» Problem description
Return all records exactly. Nothing may be added.
Segment Start: Information provided
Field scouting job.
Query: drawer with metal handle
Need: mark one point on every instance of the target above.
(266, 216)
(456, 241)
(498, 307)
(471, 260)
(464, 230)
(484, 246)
Segment End: Information provided
» Task output
Field scouting job.
Query: drawer with metal handle
Need: mark one point on every instance of the target above.
(266, 216)
(456, 241)
(498, 307)
(471, 260)
(464, 230)
(484, 246)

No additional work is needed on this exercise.